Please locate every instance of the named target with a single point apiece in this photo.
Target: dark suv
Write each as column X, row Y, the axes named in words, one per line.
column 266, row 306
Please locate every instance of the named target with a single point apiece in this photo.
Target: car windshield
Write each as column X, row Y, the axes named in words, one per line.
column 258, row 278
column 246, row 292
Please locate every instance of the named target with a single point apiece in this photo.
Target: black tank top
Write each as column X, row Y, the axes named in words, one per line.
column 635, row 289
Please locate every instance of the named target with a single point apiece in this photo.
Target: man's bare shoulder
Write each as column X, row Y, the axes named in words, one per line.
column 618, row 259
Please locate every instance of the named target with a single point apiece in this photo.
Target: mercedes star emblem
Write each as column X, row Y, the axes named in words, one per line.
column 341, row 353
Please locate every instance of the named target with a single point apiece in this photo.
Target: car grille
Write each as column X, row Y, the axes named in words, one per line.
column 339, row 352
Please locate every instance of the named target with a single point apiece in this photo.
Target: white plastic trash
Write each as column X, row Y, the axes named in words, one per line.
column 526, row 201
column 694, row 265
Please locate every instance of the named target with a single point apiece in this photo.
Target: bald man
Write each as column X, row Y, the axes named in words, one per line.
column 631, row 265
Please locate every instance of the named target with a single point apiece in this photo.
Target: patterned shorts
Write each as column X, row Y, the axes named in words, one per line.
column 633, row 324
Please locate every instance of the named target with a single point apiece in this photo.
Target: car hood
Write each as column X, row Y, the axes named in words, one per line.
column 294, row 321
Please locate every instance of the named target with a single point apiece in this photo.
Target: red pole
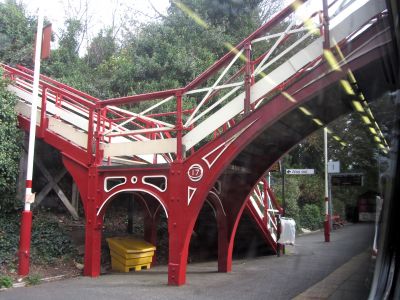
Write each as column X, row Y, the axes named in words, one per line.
column 327, row 222
column 247, row 80
column 179, row 128
column 25, row 243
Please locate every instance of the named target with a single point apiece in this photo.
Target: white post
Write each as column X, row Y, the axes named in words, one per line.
column 327, row 221
column 26, row 219
column 32, row 129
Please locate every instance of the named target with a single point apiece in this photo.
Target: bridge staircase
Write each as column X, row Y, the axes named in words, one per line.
column 215, row 138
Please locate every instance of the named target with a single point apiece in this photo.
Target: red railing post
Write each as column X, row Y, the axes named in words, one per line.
column 247, row 78
column 98, row 137
column 90, row 136
column 179, row 127
column 43, row 113
column 325, row 23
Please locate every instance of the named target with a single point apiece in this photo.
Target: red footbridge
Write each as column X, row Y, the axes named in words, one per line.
column 215, row 139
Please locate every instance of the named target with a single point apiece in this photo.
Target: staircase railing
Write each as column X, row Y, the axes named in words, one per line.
column 164, row 126
column 265, row 204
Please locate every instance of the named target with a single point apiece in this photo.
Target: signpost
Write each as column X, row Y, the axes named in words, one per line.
column 300, row 171
column 333, row 167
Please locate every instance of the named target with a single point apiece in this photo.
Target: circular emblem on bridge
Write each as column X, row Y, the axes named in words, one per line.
column 195, row 172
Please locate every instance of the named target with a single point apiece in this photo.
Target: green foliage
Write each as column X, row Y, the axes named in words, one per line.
column 49, row 242
column 10, row 150
column 5, row 281
column 33, row 279
column 311, row 217
column 9, row 228
column 311, row 190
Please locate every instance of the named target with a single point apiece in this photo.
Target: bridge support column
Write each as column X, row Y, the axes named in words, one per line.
column 92, row 260
column 180, row 226
column 227, row 227
column 224, row 259
column 150, row 232
column 93, row 228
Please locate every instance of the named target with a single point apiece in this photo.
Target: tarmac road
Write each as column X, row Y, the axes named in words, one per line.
column 269, row 277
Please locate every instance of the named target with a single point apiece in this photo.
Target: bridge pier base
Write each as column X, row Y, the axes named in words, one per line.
column 92, row 260
column 179, row 238
column 150, row 232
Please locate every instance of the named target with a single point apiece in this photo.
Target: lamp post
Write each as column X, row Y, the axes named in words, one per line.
column 327, row 214
column 26, row 218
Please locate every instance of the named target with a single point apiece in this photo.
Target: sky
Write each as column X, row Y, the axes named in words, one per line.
column 100, row 12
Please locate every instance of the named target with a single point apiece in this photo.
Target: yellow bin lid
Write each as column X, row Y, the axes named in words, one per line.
column 128, row 244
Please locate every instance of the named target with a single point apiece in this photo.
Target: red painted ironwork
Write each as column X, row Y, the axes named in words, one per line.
column 190, row 176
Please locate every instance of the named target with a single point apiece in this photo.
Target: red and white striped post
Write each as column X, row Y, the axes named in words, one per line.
column 26, row 219
column 327, row 214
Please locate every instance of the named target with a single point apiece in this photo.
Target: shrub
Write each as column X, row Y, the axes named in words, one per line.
column 33, row 279
column 49, row 242
column 311, row 217
column 5, row 282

### REQUIRED TASK
Gather every line that contains the string "emblem" and copy each one out. Case counts.

### EXPECTED OUTPUT
Target: mercedes star emblem
Target: circular emblem on bridge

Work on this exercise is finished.